::: SUPPLIED INFORMATION :::
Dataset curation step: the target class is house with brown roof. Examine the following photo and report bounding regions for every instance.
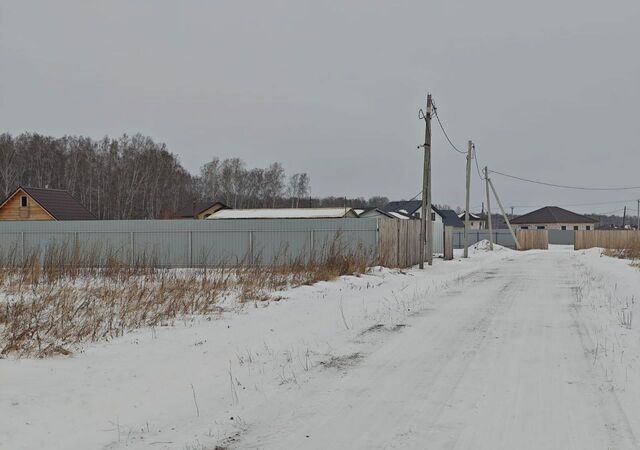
:::
::: SUPPLIED INFORMATION :::
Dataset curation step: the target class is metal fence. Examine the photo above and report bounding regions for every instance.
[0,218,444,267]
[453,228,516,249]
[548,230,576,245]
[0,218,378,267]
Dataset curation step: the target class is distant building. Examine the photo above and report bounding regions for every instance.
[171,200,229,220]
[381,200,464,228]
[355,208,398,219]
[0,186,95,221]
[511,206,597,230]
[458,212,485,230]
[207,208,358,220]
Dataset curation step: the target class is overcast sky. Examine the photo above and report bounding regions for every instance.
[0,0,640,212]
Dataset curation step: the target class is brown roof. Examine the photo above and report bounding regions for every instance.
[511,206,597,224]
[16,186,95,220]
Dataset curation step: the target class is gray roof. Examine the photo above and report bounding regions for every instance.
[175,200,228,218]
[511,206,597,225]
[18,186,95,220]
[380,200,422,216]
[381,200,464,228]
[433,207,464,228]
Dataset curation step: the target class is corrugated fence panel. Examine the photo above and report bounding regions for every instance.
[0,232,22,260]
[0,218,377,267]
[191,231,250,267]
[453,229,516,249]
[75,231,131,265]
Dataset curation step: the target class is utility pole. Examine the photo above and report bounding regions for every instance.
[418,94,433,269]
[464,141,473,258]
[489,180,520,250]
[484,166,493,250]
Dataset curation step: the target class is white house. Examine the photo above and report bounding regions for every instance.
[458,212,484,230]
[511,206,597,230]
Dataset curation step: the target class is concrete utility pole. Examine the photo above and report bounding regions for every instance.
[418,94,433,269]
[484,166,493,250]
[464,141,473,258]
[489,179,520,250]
:::
::: SUPPLIED INFORMATION :::
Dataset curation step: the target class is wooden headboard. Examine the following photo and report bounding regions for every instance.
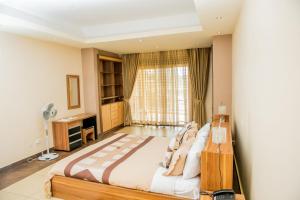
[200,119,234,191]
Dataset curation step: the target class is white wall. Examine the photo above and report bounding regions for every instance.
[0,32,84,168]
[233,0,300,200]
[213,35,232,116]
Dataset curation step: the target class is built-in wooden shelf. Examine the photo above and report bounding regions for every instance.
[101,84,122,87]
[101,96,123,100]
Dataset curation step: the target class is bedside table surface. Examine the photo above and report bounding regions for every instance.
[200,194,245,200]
:::
**GIVEN INSTRUCTION:** Pull out every row from the one containing "Dataset curation step: the target class is wooden" down to the one containing "[101,96,123,100]", both included, and copy them without any change. Leave the picture out.

**WORKED SOLUTION:**
Dataset curation step: the target class is wooden headboard. Examine the following photo and report bounding regions for every instance.
[200,119,234,191]
Dataset curation step: the target class is white wall. Examine the photo above and report bounding regions for every instance.
[0,32,84,168]
[233,0,300,200]
[213,35,232,116]
Dataset curation step: the target class is built-in wooden shelf. Examine the photo above and report bounding regions for every instance.
[101,84,122,87]
[101,96,123,100]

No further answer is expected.